* **DOCUMENT TEXT**
____

AIG in Iraq: A Cruel Way to Make a Buck

April 21st, 2009 by

AIG has been in the news mostly for its ingenious method of losing money: insuring the riskiest possible financial transactions and tanking after these risks go bad. But give the biggest insurance company in the world some credit. They still know how to make money the old fashioned way: collecting premiums and denying claims. To be sure, this strategy is not easy to do in the states, where public scrutiny is never more than a phone call away. But it works rather effectively in Iraq.
T. Christian Miller from Propublica and Doug Smith from the LA Times have described in great detail how AIG transformed Iraq into a business opportunity with an enormous upside. AIG is the predominant workers comp carrier in the war-torn country, insuring civilian workers. When these workers are injured – and the injuries can be devastating – AIG has routinely denied their claims for basic medical care, artificial limbs and desparately needed counseling for post-traumatic stress syndrome. More than 1,400 civilian workers have died and 31,000 have been wounded or injured in the two war zones.
Insurers have collected more than $1.5 billion in premiums paid by U.S. taxpayers and have earned nearly $600 million in profit, according to congressional investigators. That’s nearly 40 percent profit after expenses – an unheard of loss ratio in the states.
Collect and Deny
The AIG strategy is deceptively simple: first, charge exorbitant fees for premiums, roughly 100 percent of a worker’s pay. (Don’t feel sorry for the companies paying these premiums; they are fully reimbursed by taxpayers.) Then, accept all the small claims and fight almost any claim involving lost time (more than four days of disability). Delay, delay, delay. Never make a payment until ordered to do so by a court.
The denial rate on serious claims is pretty astonishing: about 44 percent. How could you argue that any injury – let alone a serious one – is not work-related, as civilian employees are in Iraq for one purpose, supporting the war effort? In addition, fully half the claims for PTSD are denied. All this in the context of a war where catastrophic injuries are all too common and legitimate PTSD is as prevalent as cuts in a glass factory. How many state-side workers have watched co-workers blown to pieces by roadside bombs? Do you think that such incidents might qualify as PTSD?
AIG used the argument of extremely high-risk working conditions to boost the premiums. Then they turned around and used the strategy of denial to boost profits. Who says capitalism is dead?
I suppose you could argue that this reporting is just piling on poor AIG.The behemoth just cannot catch a PR break. Oh, well, dear reader, don’t waste too much energy feeling sorry for AIG. After all, you are paying for AIG big time: in the bailout that exceeds $200 billion; in the war-based premiums that generate profits nearing 40 percent; and in all likelihood, in the social costs of caring for devastated civilian employees, who have so much difficulty accessing the comp benefits to which they are entitled.
AIG may not know diddly about the risk in risky financial vehicles, but they certainly know how to make money in conventional comp insurance. Of course, it helps that the injured workers are so invisible, like obscure figures in a desert sand storm, struggling blindly to find some kind of shelter in a harsh and unsympathetic world.

____

* **MATERIAL SUPPLIED**
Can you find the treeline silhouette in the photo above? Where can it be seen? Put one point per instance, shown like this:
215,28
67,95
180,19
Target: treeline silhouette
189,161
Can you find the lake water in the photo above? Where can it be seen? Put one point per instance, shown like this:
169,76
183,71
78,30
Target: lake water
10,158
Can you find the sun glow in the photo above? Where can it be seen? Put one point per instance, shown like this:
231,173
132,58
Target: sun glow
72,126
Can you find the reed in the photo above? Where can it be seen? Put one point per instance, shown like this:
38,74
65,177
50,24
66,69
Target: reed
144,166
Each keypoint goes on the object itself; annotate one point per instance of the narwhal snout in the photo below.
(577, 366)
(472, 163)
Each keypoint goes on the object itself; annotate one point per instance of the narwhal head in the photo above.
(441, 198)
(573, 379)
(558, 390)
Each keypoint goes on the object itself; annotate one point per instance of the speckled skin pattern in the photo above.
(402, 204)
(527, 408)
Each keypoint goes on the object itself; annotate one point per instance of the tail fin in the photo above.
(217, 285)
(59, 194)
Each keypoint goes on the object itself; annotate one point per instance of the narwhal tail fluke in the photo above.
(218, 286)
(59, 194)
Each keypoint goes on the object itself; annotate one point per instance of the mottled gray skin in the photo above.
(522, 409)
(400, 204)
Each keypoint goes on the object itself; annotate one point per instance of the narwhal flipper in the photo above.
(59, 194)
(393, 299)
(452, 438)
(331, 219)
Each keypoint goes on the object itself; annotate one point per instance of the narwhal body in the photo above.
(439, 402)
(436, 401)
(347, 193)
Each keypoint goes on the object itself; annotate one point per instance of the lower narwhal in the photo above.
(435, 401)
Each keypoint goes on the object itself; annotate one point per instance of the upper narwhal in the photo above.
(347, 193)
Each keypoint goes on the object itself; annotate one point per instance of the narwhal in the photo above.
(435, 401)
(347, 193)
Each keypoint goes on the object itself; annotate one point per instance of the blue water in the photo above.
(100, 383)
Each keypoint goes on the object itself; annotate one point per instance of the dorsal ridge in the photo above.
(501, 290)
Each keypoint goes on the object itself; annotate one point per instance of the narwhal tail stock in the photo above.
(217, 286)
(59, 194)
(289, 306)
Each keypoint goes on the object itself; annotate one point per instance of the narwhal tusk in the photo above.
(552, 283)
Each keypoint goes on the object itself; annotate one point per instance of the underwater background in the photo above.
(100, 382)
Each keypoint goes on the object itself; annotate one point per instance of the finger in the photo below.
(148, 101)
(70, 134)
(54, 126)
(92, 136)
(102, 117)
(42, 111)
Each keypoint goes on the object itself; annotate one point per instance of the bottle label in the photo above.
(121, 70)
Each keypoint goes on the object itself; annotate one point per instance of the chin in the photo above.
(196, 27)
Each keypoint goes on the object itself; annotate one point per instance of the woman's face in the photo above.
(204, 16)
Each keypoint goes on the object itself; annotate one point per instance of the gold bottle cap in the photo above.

____

* **WHAT YOU WILL DO**
1. Answer these questions using the article on AIG in Iraq.
(a) How many civilian workers have died in the two war zones?
(b) What is the denial rate on serious claims?
(c) What amount does the bailout exceed?
2. Echo the passage of the AIG article from "Insurers have collected" to "in the states.".

* **EXPECTED RESULTS**
1.
(a) More than 1,400
(b) About 44 percent
(c) $200 billion

2.
Insurers have collected more than $1.5 billion in premiums paid by U.S. taxpayers and have earned nearly $600 million in profit, according to congressional investigators. That’s nearly 40 percent profit after expenses – an unheard of loss ratio in the states.